§ **Text passage**:
So I’m not troubled that I didn’t get my former co-worker’s thing for a long-departed flame. A goddess she was, at least to hear onetime News Tribune business columnist Dan Voelpel describe her. Statuesque even, with a proclivity for Roman helmets, holding the world in the palm of one hand and a spear in the other.

Not a woman to be messed with.

It was bad enough when he first heard about her from retail consultant Paula Rees. But when he sleuthed out the truth – that the Goddess of Commerce had been melted down, the scrap fees going toward a jug of whiskey for the men who did her in, he was like a man possessed.

Or obsessed.

It was such a shameful departure that Voelpel wondered if downtown’s decades-long decline might be blamed on a curse. Any city so confident in its prosperity that it would destroy a goddess so dedicated would surely face the punishment for hubris.

(Entries from a dataset)
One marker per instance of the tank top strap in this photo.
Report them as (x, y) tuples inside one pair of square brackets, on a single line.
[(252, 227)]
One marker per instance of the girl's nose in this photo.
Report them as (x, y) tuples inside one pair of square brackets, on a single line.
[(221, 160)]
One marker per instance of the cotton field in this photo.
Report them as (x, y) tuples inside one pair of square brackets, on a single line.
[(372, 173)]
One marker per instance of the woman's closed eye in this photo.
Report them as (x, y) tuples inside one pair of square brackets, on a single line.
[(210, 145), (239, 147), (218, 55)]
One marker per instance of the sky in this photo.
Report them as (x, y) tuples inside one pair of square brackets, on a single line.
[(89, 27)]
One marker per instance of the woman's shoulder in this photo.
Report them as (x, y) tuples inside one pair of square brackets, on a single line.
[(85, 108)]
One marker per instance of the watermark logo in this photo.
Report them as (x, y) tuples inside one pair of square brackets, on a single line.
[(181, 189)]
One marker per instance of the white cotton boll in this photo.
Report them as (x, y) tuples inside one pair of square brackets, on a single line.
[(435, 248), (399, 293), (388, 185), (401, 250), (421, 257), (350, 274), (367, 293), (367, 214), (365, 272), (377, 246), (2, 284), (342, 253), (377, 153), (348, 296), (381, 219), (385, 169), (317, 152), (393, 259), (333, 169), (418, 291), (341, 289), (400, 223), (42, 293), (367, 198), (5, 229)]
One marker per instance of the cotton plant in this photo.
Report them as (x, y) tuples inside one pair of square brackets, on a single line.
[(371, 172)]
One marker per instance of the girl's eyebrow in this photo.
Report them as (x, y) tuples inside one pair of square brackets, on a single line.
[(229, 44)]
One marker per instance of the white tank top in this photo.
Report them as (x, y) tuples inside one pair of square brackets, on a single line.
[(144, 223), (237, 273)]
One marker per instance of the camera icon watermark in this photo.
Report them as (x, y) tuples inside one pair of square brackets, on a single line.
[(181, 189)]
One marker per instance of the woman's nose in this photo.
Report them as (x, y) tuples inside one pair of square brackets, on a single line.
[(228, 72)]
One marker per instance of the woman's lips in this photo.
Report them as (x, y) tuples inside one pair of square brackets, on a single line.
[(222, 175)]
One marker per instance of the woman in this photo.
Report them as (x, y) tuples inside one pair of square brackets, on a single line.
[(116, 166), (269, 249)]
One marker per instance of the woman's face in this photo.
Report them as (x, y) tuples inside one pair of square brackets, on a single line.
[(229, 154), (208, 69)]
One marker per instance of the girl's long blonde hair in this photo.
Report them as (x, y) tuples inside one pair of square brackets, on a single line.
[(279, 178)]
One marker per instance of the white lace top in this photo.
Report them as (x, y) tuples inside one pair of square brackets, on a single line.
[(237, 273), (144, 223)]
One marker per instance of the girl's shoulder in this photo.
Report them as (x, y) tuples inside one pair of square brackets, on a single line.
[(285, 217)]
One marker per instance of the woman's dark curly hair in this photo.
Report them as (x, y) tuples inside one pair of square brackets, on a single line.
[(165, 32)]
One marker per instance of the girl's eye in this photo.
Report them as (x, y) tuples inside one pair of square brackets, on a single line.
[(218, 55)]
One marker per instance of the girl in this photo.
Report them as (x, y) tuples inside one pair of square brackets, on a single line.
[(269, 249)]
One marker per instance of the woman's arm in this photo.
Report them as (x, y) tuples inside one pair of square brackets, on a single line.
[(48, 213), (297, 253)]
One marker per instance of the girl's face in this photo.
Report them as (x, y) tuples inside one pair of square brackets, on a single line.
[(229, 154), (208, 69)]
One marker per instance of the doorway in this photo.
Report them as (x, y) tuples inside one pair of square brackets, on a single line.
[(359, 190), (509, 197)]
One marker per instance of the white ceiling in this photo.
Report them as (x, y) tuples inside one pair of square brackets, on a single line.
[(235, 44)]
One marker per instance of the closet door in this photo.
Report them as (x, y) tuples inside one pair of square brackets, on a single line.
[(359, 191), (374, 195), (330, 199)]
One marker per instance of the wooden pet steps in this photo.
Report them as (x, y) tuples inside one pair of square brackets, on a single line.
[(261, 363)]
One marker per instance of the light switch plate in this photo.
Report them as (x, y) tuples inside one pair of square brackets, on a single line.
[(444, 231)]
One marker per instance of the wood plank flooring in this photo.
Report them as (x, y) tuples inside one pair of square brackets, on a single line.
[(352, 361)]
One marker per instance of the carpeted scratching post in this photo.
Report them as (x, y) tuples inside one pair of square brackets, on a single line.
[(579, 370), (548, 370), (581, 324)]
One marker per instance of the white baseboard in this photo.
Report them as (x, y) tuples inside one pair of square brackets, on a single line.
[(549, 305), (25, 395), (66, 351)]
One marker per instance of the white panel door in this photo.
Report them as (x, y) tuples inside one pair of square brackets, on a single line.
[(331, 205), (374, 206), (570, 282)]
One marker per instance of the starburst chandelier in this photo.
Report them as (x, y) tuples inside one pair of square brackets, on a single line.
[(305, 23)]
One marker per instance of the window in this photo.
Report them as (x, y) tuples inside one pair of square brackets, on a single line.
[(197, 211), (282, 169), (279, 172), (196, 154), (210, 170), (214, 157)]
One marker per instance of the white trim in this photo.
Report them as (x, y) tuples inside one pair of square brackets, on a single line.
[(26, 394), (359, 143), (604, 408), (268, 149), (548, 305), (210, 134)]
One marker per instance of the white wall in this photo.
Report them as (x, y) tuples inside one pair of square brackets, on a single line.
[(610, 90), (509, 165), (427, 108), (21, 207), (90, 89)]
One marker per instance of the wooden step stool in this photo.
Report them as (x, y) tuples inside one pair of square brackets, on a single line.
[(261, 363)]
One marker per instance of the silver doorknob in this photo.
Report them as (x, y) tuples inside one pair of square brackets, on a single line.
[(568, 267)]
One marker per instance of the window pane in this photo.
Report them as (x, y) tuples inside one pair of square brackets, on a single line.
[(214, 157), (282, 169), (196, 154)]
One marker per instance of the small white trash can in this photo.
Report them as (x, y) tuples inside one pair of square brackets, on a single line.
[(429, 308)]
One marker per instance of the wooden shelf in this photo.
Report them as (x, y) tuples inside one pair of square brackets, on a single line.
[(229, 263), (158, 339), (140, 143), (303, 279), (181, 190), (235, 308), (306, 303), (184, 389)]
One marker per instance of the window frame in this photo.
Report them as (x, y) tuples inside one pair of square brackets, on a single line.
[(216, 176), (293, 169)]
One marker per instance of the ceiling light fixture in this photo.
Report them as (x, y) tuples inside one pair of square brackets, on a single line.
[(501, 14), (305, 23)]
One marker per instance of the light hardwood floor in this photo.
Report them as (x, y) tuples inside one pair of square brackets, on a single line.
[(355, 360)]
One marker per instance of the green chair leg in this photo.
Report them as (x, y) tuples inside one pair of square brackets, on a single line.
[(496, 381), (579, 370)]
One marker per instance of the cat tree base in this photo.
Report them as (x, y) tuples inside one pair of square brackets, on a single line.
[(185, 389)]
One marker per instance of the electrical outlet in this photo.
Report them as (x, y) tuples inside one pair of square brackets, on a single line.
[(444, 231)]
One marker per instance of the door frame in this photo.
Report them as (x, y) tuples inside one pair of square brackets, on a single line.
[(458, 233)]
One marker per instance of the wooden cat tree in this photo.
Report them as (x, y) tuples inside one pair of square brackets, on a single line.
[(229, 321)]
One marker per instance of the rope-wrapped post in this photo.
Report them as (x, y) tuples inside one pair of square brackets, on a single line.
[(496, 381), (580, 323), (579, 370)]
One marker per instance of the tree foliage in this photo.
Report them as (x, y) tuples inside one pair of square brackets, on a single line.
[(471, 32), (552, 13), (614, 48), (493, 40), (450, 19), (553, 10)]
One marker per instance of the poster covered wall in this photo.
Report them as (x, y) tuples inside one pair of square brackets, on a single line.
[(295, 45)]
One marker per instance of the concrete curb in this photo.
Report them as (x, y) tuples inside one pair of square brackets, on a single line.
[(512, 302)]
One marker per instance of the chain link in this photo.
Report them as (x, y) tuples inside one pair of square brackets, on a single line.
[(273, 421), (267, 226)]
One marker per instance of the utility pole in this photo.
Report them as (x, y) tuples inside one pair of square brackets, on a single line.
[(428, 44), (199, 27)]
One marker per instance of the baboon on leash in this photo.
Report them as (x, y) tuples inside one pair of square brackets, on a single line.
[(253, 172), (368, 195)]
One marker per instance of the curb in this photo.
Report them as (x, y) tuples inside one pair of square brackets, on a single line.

§ **Required task A**: In the entries, reproduce word for word the lines beginning at the line that contains "One marker per instance of the window frame" and ending after the line that contains "[(216, 176), (293, 169)]", with both of those lines included.
§ **Required task B**: Continue the passage about the melted-down Goddess of Commerce statue, picking up after its final sentence.

§ **Result A**:
One marker per instance of the window frame in this photo.
Report them as (x, y) tuples inside one pair of square brackets, on a single line.
[(216, 176), (293, 169)]

§ **Result B**:
Tacoma doesn’t lack for goddesses. Former state Sen. Lorraine Wojahn so intimidated her once-condescending male colleagues that they christened her the Norse Goddess of Terror.

And of course there are the Dockyard Derby Dames.

But none is powerful enough to restore the City of Destiny to its, you know, destiny.

From Voelpel’s obsession came a campaign. Former art teacher and part-time sculptor Marilyn Mahoney (creator of the Salmon Beach mermaid) began work on a modern interpretation of the Goddess. Standing 7 feet tall, the figure, more maiden than Valkyrie, holds a platter with all of downtown’s icons represented. In her other hand is a containership.

Down her back is a stream of salmon swimming down to the base. Her earrings are cranes.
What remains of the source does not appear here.